*Passage to read*.
▽

So you know the iconic gay artist Tom of Finland? Well, he’s actually from Finland! Who knew? And a new retrospective is taking him back (or his work at least) to Turku, Finland, as part of the 2011 European Capital of Culture celebrations. The exhibition, which is up now and runs throughout the year till December 18, features more than 70 rare drawings and paintings on paper that were done from 1928 to 1990.
Tom of Finland was born Touko Laaksonen in 1920 in the village of Kaarina, Finland. At age 19, he moved to Helsinki to attend art school, where he created his first homoerotic drawings. Following his release from the army after World War II, Laaksonen worked in advertising and continued drawing. He submitted his work to Physique Pictorial magazine, where he was first published in 1957 under the pseudonym Tom of Finland. His brilliant work soon became synonymous with gay culture and perhaps for the first time in art joined masculinity with homosexuality.

△

*Material shown*.

▽

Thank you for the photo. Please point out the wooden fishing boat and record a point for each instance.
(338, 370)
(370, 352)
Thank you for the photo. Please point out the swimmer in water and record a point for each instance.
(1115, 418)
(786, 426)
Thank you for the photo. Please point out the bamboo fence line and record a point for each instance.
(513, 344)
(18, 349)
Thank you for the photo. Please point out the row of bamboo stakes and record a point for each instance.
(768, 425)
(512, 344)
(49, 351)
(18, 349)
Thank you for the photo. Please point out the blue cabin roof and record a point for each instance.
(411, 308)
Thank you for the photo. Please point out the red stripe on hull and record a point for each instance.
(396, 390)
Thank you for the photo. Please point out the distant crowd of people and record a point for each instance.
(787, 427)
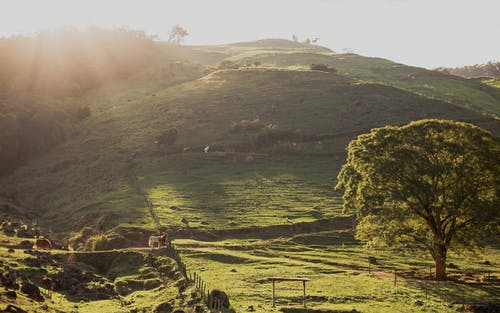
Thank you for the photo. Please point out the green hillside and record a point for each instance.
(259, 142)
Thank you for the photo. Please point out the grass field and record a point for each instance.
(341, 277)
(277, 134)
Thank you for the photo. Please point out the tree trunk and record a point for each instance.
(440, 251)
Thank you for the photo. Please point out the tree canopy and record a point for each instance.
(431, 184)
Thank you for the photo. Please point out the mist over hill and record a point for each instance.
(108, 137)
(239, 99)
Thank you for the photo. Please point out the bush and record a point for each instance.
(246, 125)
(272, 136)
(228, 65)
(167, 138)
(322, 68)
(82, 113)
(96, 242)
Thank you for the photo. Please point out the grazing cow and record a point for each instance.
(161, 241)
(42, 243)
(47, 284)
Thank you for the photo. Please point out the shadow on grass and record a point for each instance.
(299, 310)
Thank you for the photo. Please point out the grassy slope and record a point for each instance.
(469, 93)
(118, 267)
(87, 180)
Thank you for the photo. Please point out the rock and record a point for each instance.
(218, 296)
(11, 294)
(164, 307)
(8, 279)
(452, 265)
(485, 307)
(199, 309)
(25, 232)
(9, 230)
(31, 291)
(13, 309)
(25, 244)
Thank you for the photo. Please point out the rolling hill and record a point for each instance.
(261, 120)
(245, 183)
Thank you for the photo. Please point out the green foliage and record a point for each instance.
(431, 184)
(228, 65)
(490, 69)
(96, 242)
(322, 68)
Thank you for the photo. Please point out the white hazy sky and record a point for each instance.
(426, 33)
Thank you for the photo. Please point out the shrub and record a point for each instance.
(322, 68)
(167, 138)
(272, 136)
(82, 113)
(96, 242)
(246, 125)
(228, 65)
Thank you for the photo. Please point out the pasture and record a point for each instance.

△
▽

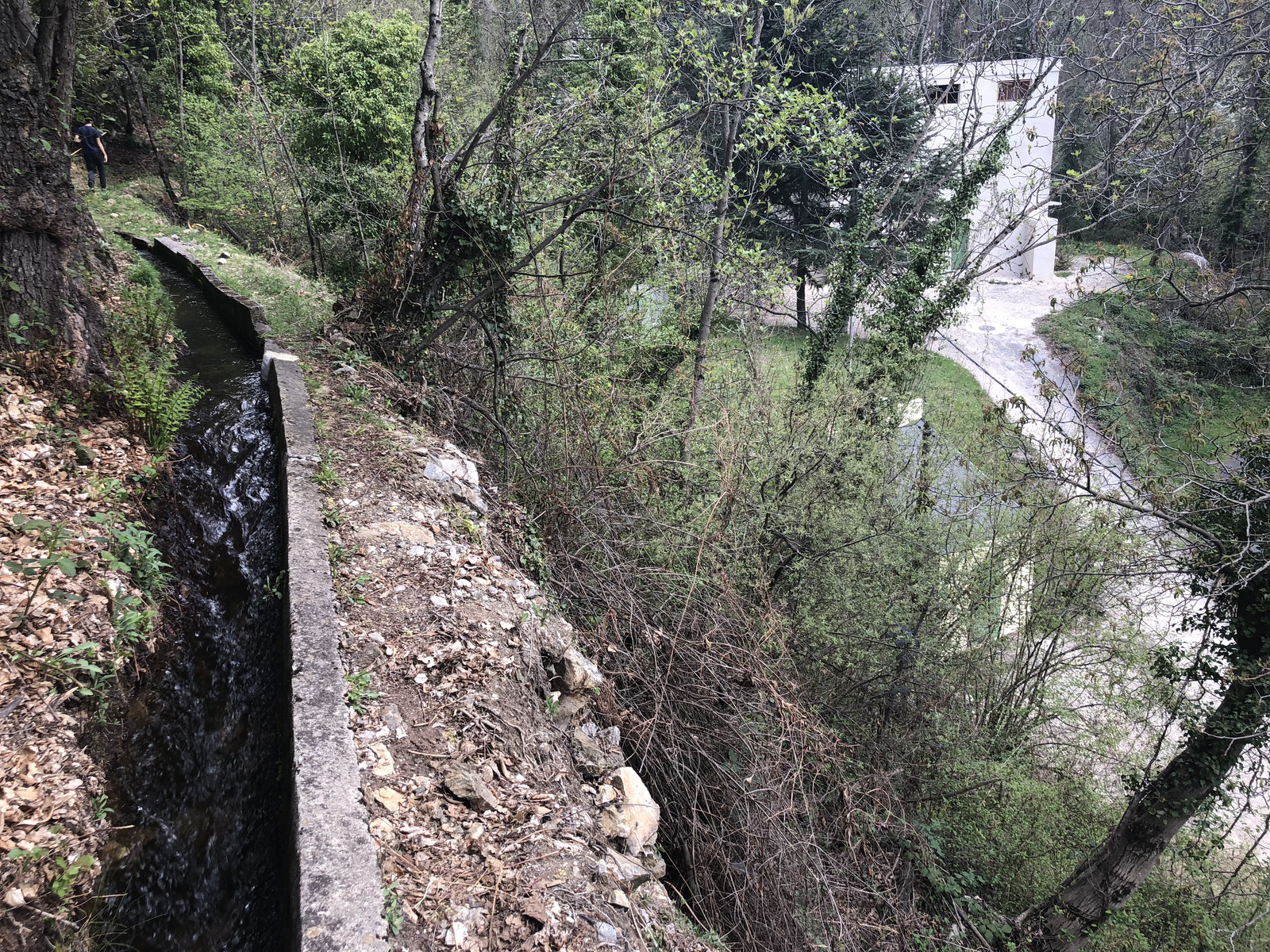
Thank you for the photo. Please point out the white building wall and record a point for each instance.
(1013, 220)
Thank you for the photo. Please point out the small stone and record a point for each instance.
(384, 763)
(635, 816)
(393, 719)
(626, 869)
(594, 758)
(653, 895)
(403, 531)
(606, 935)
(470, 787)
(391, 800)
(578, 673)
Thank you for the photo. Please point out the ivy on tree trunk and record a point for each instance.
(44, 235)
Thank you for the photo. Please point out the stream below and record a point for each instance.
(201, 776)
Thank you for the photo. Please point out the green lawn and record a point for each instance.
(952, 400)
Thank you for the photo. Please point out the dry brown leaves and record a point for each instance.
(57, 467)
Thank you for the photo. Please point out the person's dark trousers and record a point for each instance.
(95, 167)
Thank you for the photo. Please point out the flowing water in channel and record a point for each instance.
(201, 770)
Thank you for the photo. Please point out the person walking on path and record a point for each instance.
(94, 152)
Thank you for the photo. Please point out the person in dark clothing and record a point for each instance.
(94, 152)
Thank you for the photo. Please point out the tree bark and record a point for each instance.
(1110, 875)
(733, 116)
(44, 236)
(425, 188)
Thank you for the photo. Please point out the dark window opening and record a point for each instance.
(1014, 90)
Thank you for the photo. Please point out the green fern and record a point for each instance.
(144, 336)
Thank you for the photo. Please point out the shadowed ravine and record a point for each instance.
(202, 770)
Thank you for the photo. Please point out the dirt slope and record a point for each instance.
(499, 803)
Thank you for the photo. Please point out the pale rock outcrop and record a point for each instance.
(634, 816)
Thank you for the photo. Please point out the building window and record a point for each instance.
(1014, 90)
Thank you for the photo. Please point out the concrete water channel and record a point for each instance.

△

*Required work*.
In the passage about Tom of Finland, what year was his work first published in Physique Pictorial magazine?

*In response*.
1957